Records contained in a dataset

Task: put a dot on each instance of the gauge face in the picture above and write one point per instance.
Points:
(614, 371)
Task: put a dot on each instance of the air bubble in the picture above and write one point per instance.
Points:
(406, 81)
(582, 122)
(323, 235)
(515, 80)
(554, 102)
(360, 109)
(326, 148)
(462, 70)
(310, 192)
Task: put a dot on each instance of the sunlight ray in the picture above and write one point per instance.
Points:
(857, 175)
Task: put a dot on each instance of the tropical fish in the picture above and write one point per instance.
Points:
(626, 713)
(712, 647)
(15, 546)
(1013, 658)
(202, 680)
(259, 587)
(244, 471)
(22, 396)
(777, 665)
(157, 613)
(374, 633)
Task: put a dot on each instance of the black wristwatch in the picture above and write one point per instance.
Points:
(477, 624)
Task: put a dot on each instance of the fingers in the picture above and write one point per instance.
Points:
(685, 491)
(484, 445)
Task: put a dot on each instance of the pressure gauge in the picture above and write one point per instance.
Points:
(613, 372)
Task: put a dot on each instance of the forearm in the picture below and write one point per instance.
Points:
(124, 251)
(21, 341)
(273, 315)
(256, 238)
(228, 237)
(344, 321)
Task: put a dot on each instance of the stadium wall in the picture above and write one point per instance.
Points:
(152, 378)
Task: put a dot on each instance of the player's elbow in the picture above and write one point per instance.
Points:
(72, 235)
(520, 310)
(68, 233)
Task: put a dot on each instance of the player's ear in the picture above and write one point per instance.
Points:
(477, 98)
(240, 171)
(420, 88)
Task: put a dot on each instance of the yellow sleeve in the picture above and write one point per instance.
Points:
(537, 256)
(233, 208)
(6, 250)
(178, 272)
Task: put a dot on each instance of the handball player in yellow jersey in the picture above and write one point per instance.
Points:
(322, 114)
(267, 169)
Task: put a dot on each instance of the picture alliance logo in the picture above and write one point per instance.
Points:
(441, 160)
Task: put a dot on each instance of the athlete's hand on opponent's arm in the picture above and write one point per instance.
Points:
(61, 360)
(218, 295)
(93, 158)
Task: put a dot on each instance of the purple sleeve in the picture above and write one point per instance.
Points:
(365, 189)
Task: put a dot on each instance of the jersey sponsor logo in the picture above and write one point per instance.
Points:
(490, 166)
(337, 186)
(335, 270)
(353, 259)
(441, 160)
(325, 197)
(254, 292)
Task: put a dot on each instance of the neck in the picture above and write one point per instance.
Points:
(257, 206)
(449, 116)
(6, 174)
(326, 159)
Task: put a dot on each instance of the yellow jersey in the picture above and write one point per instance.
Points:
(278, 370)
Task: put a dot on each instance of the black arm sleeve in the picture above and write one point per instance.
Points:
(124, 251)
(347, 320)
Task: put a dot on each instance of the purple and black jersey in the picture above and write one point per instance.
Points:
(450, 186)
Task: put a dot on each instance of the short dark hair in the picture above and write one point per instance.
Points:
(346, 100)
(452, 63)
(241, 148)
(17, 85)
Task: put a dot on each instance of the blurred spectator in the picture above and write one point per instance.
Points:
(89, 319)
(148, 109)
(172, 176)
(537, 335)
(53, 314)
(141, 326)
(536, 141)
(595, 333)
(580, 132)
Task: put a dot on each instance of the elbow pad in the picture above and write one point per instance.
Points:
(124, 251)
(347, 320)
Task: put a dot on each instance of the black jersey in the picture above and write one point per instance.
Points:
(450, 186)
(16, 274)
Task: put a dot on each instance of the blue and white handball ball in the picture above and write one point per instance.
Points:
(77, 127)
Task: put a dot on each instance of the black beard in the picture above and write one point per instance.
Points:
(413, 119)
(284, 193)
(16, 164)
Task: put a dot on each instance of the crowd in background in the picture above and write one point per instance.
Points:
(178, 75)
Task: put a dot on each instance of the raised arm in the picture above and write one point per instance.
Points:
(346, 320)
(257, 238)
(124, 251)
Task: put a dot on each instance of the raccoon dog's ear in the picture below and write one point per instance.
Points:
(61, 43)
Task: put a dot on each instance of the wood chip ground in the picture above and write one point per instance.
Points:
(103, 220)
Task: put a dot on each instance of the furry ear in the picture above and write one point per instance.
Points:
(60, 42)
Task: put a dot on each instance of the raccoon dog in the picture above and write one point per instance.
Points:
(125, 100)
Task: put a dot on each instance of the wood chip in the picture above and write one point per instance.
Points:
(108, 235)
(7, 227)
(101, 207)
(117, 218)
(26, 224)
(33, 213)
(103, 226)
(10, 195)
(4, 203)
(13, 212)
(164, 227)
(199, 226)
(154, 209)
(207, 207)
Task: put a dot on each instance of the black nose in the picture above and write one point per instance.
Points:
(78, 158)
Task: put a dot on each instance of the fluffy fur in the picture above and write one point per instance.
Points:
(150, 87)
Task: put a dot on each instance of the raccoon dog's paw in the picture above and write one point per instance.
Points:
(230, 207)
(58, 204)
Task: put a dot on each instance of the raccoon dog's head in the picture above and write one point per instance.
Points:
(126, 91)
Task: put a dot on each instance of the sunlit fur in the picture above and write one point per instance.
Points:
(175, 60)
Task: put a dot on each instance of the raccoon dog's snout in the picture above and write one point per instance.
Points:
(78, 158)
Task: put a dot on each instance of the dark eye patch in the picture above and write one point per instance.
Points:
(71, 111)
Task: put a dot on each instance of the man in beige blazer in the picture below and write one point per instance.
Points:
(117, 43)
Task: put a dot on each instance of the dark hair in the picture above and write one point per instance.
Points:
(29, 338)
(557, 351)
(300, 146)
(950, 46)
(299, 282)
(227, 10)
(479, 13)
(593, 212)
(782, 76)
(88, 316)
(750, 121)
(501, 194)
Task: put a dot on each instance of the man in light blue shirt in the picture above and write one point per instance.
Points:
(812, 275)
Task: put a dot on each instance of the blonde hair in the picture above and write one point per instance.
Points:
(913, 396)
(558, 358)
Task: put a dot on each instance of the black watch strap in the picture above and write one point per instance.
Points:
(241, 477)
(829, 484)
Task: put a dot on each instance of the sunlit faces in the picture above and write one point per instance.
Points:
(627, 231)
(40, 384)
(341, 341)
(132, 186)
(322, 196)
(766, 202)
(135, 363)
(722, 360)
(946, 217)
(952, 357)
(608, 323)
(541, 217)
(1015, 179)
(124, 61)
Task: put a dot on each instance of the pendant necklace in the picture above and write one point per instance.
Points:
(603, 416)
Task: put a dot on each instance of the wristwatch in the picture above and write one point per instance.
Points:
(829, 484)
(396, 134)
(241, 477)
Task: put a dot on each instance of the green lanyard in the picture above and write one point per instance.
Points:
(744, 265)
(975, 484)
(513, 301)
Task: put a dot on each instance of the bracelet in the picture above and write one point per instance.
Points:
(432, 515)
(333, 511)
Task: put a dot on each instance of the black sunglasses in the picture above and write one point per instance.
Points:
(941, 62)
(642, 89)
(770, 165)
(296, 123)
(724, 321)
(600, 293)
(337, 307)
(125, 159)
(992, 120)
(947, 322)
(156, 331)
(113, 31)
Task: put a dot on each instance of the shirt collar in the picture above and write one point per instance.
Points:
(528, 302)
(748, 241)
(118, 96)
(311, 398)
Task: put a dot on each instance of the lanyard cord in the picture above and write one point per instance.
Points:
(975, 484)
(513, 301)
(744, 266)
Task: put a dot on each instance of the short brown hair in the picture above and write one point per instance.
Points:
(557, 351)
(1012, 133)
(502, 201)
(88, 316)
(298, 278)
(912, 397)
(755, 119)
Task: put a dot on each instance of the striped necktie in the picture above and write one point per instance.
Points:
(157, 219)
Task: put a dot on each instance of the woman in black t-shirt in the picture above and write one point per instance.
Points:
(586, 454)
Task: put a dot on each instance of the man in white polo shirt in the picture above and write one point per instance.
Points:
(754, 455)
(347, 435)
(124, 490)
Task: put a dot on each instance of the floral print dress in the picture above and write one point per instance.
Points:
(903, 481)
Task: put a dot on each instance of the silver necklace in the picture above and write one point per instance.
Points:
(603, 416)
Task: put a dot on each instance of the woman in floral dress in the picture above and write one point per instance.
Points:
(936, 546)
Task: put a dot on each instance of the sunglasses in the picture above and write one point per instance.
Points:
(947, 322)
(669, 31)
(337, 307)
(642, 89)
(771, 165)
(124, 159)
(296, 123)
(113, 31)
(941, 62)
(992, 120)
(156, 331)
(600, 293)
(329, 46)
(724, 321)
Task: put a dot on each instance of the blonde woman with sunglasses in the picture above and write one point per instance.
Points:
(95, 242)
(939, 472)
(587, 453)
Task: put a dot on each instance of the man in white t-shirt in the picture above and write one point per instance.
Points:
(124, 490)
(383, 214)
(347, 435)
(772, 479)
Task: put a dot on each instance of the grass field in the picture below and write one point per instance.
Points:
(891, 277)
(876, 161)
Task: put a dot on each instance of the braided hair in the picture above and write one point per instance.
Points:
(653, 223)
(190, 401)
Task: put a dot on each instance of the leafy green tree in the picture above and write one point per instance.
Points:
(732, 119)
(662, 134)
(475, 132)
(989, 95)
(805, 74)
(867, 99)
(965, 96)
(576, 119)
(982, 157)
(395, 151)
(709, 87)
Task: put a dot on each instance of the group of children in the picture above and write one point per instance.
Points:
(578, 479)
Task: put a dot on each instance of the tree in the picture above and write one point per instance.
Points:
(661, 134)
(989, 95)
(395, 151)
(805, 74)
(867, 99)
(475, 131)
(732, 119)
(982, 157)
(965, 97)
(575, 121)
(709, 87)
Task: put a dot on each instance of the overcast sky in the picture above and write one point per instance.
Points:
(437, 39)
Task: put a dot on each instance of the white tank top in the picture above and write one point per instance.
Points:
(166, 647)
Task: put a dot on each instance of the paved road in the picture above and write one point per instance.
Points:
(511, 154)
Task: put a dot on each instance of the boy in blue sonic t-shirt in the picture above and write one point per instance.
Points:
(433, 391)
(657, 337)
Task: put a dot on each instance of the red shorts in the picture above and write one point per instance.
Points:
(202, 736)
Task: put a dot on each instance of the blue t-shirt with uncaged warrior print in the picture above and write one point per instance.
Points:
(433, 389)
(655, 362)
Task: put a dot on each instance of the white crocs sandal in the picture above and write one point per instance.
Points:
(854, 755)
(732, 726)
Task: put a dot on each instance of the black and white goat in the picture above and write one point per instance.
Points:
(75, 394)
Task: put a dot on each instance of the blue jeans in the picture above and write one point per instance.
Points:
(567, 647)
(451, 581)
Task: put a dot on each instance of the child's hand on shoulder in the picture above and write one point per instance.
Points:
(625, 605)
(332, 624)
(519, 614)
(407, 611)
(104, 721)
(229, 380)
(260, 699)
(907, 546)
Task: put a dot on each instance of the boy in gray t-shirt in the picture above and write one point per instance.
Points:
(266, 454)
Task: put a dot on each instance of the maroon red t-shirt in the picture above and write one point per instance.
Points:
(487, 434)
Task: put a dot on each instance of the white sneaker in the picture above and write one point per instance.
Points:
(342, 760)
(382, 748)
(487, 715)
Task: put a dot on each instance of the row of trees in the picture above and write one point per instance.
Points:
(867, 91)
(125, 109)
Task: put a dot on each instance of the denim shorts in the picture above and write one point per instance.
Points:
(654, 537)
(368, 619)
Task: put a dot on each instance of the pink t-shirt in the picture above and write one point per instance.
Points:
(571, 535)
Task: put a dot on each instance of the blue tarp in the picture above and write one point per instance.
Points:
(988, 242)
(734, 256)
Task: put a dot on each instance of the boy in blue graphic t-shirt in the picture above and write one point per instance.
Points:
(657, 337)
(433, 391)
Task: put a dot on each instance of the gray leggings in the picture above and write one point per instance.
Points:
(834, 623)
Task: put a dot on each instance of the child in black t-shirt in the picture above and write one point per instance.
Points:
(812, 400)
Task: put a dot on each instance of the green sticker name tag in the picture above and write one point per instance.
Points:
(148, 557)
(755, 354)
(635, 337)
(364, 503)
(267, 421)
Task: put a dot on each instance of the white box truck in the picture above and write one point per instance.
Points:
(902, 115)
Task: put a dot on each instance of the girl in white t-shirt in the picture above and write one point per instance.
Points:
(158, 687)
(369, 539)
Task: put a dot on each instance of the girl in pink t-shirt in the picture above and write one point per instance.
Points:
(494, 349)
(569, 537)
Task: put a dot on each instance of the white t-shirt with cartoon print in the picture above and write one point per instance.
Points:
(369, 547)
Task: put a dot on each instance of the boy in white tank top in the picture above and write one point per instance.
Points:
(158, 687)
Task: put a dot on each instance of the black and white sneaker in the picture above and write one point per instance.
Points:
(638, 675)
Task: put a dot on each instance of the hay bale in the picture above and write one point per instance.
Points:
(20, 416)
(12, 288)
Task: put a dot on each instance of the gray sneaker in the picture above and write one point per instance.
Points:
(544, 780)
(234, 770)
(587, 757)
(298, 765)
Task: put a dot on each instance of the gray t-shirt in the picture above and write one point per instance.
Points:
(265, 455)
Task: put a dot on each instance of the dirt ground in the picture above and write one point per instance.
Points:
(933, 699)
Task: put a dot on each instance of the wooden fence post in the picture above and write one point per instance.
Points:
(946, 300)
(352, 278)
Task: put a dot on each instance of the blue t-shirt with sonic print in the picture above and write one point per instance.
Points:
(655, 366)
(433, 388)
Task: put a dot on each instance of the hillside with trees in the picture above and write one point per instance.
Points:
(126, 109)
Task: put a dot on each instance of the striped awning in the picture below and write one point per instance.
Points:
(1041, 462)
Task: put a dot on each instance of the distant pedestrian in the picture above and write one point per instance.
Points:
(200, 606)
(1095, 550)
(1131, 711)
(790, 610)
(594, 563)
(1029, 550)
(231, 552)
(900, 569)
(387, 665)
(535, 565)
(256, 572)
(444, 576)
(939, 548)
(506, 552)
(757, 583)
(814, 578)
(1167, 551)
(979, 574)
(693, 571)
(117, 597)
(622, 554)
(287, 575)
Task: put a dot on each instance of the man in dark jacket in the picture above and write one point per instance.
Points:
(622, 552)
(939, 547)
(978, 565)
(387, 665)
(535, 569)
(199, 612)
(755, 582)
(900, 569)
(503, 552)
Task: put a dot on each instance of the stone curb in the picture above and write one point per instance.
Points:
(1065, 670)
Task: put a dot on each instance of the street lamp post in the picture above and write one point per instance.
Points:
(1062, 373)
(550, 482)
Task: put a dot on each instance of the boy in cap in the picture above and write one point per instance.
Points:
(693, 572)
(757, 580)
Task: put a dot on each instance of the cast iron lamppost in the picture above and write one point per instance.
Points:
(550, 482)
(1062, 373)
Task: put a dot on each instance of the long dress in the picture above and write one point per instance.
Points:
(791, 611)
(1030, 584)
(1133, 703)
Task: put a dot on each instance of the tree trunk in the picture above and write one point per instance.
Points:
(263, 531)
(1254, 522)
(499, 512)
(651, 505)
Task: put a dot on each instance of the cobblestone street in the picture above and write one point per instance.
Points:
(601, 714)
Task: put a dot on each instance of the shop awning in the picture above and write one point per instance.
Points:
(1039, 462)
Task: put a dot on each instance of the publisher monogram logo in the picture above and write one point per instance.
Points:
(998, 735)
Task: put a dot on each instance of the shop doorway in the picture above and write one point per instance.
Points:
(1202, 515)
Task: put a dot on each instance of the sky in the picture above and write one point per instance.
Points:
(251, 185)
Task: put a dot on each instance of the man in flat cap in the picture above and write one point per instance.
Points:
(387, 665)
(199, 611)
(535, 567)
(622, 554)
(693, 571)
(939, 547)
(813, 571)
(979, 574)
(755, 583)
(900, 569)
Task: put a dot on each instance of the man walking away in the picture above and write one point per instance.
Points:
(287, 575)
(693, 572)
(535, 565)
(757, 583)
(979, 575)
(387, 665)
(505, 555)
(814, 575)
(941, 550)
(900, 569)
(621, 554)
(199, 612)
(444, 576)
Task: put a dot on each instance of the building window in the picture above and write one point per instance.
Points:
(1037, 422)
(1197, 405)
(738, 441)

-- JOB --
Only the lines from the one containing "Task: put a dot on each instance of the shop doorway" through the end of the material should be reproduced, exactly, with both ends included.

-- OUTPUT OF THE EXERCISE --
Task: put a dot on each instance of the shop doorway in the picture above and write one point per instance.
Points:
(1202, 515)
Task: put a dot on each instance of the sky in the picture above and write one point per instance.
Points:
(251, 185)
Task: put a dot on each instance of the man in flat cap in the picture above and write one point per instance.
Points:
(387, 665)
(199, 611)
(535, 567)
(622, 554)
(693, 571)
(939, 547)
(813, 571)
(979, 574)
(755, 583)
(900, 569)
Task: put a dot on each instance of the man walking away in the picture above and write one point per instance.
Points:
(287, 575)
(693, 572)
(535, 565)
(757, 583)
(979, 575)
(387, 665)
(505, 555)
(814, 575)
(941, 550)
(900, 569)
(621, 554)
(199, 612)
(444, 576)
Task: put a dot on each instance of the building window in the picture above and write one point per instance.
Points:
(1037, 422)
(1197, 405)
(738, 441)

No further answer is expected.